YOUR TASK - Everything in the data gets repeated exactly, except for the pictures.

DATA FOR THIS EXERCISE -
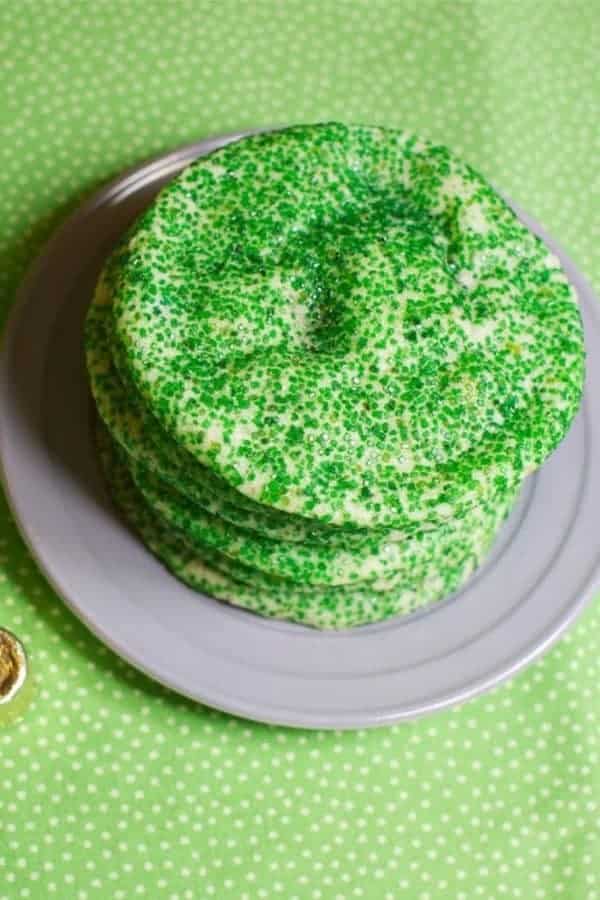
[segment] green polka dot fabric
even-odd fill
[[[82,196],[258,125],[451,146],[600,287],[594,3],[5,0],[0,296]],[[598,900],[600,612],[465,706],[373,731],[205,709],[93,638],[6,507],[0,626],[35,679],[0,714],[0,898]]]

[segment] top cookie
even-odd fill
[[[332,524],[444,504],[438,482],[476,478],[479,456],[482,477],[490,455],[523,477],[581,397],[558,260],[468,165],[395,130],[214,151],[160,193],[106,283],[127,375],[178,444]]]

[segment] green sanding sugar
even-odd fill
[[[113,492],[157,556],[322,627],[460,584],[584,374],[575,294],[490,185],[337,123],[163,189],[102,273],[86,352]]]

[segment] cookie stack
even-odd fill
[[[441,146],[337,123],[168,185],[86,323],[118,507],[204,593],[343,628],[479,565],[578,408],[558,260]]]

OUTPUT OF THE EXERCISE -
[segment] green polka dot fabric
even-odd fill
[[[82,196],[258,125],[451,146],[600,287],[594,3],[5,0],[0,296]],[[598,900],[600,612],[465,706],[373,731],[205,709],[93,638],[6,507],[0,626],[35,679],[0,714],[0,898]]]

[segment] top cookie
even-odd fill
[[[332,524],[444,504],[438,482],[476,478],[479,456],[482,477],[490,455],[523,477],[581,397],[558,260],[468,165],[395,130],[214,151],[160,193],[106,283],[127,375],[178,444]]]

[segment] green sanding sugar
even-odd fill
[[[113,492],[157,556],[322,627],[460,584],[584,374],[575,294],[490,185],[337,123],[163,189],[102,273],[86,352]]]

[segment] cookie stack
even-odd fill
[[[441,146],[337,123],[168,185],[86,323],[118,507],[204,593],[343,628],[479,565],[578,408],[558,260]]]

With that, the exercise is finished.